> **Activity list**:
#1 From the probability theory appendix, transcribe the passage starting with "Generated \(\sigma\)-algebra" and going on through "want to study.".
#2 Translate this sentence from the probability theory appendix into Spanish: "The set of all possible outcomes of an experiment is called the sample space and is denoted by \(\Omega\)."
#3 Write the next part of the probability theory appendix, picking up after its last sentence.
::: Supplied text
Appendix: Elements of Probability Theory

Appendix: Elements of Probability Theory#

Probability Measures#

Sample Space
The set of all possible outcomes of an experiment is called the sample space and is denoted by \(\Omega\).

\(Events\) are defined as subsets of the sample space.

\(\sigma\)-algebra
A collection \(\mathcal{F}\) of sets in \(\Omega\) is called a \(\sigma\)-algebra on \(\Omega\) if

\(\emptyset \in \mathcal{F}\);
if \(A \in \mathcal{F}\), then \(A^c \in \mathcal{F}\);
if \(A_1, A_2, \ldots \in \mathcal{F}\), then \(\cup_{i = 1}^\infty A_i \in \mathcal{F}\).

Generated \(\sigma\)-algebra
The intersection of all the \(\sigma\)-algebras containing \(\mathcal{F}\), denoted \(\sigma(\mathcal{F})\), is a \(\sigma\)-algebra that we call the \(\sigma\)-algebra generated by \(\mathcal{F}\).

Borel \(\sigma\)-algebra
Let \(\Omega = \mathbb{R}^p\). The \(\sigma\)-algebra generated by the open subsets of \(\mathbb{R}^p\) is called the Borel \(\sigma\)-algebra of \(\mathbb{R}^p\) and is denoted by \(\mathcal{B}(\mathbb{R}^p)\).

The \(\sigma\)-algebra of a sample space contains all possible outcomes of the experiment that we want to study.
::::::
::: Source data
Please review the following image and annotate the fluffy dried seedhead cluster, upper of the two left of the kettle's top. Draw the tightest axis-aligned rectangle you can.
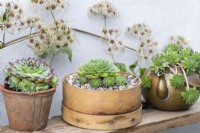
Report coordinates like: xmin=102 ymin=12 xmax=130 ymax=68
xmin=128 ymin=23 xmax=151 ymax=39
::::::
> **Answers for the exercise**:
#1
Generated \(\sigma\)-algebra
The intersection of all the \(\sigma\)-algebras containing \(\mathcal{F}\), denoted \(\sigma(\mathcal{F})\), is a \(\sigma\)-algebra that we call the \(\sigma\)-algebra generated by \(\mathcal{F}\).

Borel \(\sigma\)-algebra
Let \(\Omega = \mathbb{R}^p\). The \(\sigma\)-algebra generated by the open subsets of \(\mathbb{R}^p\) is called the Borel \(\sigma\)-algebra of \(\mathbb{R}^p\) and is denoted by \(\mathcal{B}(\mathbb{R}^p)\).

The \(\sigma\)-algebra of a sample space contains all possible outcomes of the experiment that we want to study.

#2 El conjunto de todos los resultados posibles de un experimento se denomina espacio muestral y se denota por \(\Omega\).

#3
Intuitively, the \(\sigma\)-algebra contains all the useful information that is available about the random experiment that we are performing.

Probability Measure
A probability measure \(\mathbb{P}\) on the measurable space \((\Omega, \mathcal{F})\) is a function \(\mathbb{P}: \mathcal{F} \to [0, 1]\) satisfying

\(\mathbb{P}(\emptyset) = 0\), \(\mathbb{P}(\Omega) = 1\);
For \(A_1, A_2, \ldots\) with \(A_i \cap A_j = \emptyset\), \(i \ne j\), then

(170)#\[\begin{equation} \mathbb{P}(\cup_{i = 1}^\infty A_i) = \sum_{i = 1}^\infty \mathbb{P}(A_i) \end{equation}\]

Probability Space
The triple \((\Omega, \mathcal{F}, \mathbb{P})\) comprising a set \(\Omega\), a \(\sigma\)-algebra \(\mathcal{F}\) of subsets of \(\Omega\) and a probability measure \(\mathbb{P}\) on \((\Omega, \mathcal{F})\) is called a probability space.

Independent Sets
The sets \(A\) and \(B\) are \(independent\) if

(171)#\[\begin{equation} \mathbb{P}(A \cap B) = \mathbb{P}(A) \mathbb{P}(B). \end{equation}\]

Random Variables#

Measurable Space
A sample space \(\Omega\) equipped with a \(\sigma\)-algebra of subsets \(\mathcal{F}\) is called a measurable space.

../_images/Random_Variable_as_a_Function-en.svg

This graph shows how random variable is a function from all possible outcomes to real values.
It also shows how random variable is used for defining probability mass functions.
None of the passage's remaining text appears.